▶ [WHAT TO PRODUCE]: Reproduce word for word the passage of the Martinez case summary that begins at the words "- Martinez pleaded" and stops after the words "the plea allocution.".

##### DOCUMENT PASSAGE #####

United States v. Martinez
2017 U.S. App. LEXIS 12146
| 2d Cir. | 2017Background
- Multi-defendant prosecution arising from a decade-long conspiracy in New York in which conspirators impersonated NYPD officers to rob drug traffickers and steal narcotics; more than 200 robberies and two dozen participants alleged.
- Fiorentino and Rodriguez were charged with Hobbs Act robbery conspiracy, narcotics conspiracy, and a § 924(c) firearm count; Fiorentino tried (convicted on conspiracies; firearm count dismissed for pre-limitations conduct), Rodriguez tried and convicted on all counts including brandishing.
- Tejada, an actual NYPD officer, was tried twice: convicted at first trial of obstruction (§ 1512/§1512(k)), acquitted of some counts, retried and convicted on the robbery and narcotics conspiracies but acquitted of the firearm count.
- Martinez pleaded guilty in the Eastern District to robbery and narcotics conspiracies and an aiding-and-abetting § 924(c) charge; he separately pleaded guilty in the Southern District to attempted Hobbs Act robbery causing death; later sought new counsel and challenged the plea allocution.

##### INFORMATION SHOWN #####

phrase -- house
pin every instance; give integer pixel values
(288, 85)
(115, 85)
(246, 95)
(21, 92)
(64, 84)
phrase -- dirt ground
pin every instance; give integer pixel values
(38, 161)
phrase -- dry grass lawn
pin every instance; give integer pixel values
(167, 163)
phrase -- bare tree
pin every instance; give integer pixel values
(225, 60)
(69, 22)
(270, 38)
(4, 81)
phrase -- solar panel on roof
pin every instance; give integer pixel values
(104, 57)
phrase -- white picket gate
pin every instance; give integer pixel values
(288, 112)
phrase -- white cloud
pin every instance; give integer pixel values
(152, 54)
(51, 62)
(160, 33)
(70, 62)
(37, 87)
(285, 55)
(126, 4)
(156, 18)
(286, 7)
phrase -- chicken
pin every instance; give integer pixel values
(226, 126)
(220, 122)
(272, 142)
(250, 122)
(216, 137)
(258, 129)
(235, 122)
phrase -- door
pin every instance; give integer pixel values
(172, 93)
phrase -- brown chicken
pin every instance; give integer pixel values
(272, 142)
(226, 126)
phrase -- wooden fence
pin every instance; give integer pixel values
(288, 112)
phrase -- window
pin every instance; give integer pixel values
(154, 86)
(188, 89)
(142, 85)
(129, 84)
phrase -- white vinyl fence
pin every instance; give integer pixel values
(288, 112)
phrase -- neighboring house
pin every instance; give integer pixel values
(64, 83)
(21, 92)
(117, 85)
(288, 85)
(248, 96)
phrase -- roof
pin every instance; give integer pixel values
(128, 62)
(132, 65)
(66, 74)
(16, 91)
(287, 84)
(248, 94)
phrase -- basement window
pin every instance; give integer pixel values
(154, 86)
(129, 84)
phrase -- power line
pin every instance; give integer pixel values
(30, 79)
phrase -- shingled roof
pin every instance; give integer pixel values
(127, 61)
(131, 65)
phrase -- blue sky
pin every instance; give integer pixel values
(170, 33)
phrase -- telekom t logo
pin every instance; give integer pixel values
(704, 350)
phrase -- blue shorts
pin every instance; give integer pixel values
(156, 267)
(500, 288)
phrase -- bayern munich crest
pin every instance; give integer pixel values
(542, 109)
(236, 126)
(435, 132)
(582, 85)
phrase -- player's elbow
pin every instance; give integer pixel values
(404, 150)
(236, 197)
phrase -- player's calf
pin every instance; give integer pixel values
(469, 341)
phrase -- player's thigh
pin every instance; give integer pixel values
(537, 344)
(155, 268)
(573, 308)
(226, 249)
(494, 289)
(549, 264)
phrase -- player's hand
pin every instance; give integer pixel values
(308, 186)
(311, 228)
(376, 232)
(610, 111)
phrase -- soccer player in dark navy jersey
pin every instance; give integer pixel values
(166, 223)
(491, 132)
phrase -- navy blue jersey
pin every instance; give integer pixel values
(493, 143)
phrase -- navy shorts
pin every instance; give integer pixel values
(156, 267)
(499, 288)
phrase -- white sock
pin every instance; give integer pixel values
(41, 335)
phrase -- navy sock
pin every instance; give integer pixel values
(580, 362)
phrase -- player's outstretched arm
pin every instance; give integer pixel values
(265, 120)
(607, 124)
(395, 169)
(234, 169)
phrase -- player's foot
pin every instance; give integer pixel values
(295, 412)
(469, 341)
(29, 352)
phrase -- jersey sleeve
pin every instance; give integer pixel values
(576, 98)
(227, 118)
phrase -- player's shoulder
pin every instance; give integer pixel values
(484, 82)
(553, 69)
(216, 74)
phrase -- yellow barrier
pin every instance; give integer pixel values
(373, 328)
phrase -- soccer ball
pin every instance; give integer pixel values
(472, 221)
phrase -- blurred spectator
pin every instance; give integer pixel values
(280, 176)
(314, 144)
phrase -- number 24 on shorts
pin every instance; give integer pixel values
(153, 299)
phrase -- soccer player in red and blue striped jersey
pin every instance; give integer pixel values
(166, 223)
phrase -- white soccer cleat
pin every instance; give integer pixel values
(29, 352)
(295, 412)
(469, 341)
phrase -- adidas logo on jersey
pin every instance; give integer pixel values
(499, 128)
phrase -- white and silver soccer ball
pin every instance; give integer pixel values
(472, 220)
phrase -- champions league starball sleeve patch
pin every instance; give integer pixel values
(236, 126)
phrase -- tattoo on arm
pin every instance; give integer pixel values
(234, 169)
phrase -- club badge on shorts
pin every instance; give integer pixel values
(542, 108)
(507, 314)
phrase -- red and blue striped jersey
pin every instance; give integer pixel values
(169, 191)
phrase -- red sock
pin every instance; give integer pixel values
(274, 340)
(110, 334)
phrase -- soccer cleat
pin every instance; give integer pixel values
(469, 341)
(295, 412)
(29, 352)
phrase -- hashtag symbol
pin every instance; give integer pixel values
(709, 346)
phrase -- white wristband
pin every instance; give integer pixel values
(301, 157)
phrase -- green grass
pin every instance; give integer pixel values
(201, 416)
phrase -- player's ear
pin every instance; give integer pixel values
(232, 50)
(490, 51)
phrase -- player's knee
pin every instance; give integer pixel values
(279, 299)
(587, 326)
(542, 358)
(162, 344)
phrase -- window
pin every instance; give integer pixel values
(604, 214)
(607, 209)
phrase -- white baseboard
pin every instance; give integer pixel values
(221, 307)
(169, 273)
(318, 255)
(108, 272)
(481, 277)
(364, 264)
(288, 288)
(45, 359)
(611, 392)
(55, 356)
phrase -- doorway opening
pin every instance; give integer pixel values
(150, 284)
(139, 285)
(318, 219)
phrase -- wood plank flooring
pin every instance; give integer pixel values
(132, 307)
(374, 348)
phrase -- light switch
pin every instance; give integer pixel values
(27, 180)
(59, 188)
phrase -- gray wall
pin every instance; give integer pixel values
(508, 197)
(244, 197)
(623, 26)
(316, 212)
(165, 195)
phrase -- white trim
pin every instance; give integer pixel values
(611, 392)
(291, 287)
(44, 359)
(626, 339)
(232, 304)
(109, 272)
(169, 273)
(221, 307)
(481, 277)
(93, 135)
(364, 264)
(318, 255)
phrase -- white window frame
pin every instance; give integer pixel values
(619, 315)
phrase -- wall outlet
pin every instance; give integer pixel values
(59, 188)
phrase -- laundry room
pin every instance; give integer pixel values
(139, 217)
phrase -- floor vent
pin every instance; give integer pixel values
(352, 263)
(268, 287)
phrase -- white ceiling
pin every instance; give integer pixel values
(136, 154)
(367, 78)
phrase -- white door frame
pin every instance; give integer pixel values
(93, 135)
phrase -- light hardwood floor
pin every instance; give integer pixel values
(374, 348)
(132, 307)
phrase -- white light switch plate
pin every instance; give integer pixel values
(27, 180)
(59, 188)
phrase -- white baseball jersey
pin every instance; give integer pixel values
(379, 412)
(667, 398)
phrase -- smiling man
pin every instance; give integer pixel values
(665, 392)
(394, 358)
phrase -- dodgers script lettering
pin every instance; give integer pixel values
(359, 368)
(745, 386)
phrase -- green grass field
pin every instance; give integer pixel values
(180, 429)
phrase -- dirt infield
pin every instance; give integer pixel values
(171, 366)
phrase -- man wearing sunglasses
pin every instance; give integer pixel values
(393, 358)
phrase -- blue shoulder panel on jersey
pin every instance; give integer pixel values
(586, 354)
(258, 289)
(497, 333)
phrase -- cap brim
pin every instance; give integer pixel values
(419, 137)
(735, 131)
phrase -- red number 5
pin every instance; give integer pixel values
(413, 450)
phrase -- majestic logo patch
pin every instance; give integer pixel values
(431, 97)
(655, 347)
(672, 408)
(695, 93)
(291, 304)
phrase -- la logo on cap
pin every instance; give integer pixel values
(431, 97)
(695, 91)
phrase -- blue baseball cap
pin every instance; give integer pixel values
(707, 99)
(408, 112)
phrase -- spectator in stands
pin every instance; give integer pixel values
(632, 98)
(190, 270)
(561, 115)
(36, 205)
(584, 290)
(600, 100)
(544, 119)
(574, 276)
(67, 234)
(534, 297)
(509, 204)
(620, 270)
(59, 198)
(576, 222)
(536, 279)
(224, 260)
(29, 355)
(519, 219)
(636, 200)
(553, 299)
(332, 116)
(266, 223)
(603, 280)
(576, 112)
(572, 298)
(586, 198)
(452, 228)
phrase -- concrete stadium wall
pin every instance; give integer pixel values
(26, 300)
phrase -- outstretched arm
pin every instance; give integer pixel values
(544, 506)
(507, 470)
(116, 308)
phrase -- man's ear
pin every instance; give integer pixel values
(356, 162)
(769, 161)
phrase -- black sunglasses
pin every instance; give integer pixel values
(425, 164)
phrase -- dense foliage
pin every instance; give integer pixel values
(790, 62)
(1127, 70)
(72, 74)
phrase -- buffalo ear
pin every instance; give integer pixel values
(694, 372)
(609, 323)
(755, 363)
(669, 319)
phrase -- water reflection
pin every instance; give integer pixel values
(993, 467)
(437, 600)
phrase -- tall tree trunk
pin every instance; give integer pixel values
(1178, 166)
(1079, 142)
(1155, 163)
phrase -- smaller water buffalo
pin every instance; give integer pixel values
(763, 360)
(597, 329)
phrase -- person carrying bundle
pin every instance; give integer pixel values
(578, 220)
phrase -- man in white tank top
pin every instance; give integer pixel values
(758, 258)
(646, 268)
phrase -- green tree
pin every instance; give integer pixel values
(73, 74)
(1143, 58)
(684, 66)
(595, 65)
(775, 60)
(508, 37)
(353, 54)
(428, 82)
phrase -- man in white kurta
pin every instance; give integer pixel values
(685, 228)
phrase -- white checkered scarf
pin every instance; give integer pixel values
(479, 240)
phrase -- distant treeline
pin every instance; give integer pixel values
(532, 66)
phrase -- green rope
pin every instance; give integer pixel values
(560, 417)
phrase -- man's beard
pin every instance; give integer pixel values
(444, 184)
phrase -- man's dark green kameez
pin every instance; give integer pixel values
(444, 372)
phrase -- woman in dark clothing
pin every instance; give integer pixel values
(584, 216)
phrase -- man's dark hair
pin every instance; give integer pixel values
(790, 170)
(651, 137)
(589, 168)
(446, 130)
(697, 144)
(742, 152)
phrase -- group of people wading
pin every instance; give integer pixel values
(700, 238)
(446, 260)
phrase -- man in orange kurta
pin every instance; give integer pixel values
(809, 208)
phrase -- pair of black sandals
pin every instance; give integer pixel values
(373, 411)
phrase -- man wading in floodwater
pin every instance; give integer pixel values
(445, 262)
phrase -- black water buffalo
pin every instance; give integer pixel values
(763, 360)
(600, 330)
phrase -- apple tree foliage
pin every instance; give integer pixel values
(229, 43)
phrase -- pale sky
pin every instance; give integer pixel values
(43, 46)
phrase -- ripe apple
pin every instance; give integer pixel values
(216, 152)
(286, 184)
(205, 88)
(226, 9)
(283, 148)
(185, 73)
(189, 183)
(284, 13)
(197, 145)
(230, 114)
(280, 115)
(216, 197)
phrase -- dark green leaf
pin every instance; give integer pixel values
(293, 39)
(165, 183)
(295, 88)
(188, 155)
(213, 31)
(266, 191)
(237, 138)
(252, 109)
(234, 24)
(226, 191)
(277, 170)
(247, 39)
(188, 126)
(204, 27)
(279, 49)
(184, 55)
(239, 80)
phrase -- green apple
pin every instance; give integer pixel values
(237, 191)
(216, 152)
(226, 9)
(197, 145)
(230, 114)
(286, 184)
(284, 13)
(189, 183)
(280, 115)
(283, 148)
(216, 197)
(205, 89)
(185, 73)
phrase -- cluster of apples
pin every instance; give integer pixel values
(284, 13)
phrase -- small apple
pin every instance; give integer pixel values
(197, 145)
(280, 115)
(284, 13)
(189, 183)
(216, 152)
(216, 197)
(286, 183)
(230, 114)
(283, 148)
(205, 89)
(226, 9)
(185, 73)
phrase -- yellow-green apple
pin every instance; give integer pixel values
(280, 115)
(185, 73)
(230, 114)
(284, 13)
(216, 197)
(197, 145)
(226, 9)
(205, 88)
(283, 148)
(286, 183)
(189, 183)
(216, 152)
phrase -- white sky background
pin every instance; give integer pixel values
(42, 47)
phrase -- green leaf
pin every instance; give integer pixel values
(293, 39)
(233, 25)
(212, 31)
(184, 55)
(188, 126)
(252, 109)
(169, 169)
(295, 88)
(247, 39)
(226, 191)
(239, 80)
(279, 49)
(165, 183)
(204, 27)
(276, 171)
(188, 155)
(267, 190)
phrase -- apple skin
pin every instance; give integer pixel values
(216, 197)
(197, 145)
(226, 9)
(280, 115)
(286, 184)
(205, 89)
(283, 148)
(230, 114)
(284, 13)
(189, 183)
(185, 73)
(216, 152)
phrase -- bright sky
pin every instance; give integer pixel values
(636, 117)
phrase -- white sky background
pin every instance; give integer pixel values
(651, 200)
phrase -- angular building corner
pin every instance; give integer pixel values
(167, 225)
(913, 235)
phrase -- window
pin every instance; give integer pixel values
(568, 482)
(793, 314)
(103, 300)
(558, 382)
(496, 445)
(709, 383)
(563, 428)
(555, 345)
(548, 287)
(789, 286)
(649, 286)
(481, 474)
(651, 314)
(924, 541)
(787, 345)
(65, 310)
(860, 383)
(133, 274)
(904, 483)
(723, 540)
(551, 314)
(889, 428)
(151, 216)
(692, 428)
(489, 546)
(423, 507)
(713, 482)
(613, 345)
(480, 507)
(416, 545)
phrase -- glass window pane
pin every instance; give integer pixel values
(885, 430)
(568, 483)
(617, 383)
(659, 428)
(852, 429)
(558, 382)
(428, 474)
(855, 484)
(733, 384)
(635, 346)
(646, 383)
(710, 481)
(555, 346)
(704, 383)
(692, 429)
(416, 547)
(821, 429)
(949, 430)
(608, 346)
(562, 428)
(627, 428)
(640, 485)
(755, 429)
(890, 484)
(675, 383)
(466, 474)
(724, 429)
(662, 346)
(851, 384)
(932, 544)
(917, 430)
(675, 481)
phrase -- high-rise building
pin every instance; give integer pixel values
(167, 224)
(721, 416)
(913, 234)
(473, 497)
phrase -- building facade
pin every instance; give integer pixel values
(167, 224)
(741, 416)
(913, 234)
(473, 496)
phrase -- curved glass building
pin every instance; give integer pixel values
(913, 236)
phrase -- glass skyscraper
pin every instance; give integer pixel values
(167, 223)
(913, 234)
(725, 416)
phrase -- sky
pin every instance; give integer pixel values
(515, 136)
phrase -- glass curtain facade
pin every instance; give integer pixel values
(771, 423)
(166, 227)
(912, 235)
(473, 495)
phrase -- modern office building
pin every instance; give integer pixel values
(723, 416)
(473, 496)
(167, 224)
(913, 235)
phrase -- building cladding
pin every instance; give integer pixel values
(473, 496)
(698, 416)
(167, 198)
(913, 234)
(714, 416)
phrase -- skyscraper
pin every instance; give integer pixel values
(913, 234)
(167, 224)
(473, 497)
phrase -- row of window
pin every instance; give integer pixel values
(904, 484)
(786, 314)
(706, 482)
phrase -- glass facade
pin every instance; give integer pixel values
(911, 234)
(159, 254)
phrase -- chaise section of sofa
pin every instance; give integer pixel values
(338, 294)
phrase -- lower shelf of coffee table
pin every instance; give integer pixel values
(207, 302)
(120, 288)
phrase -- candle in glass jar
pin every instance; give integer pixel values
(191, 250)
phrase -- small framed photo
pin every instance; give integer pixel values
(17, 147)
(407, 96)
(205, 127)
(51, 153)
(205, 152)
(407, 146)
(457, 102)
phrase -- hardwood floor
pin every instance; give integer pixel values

#####

▶ [SOLUTION BELOW]:
- Martinez pleaded guilty in the Eastern District to robbery and narcotics conspiracies and an aiding-and-abetting § 924(c) charge; he separately pleaded guilty in the Southern District to attempted Hobbs Act robbery causing death; later sought new counsel and challenged the plea allocution.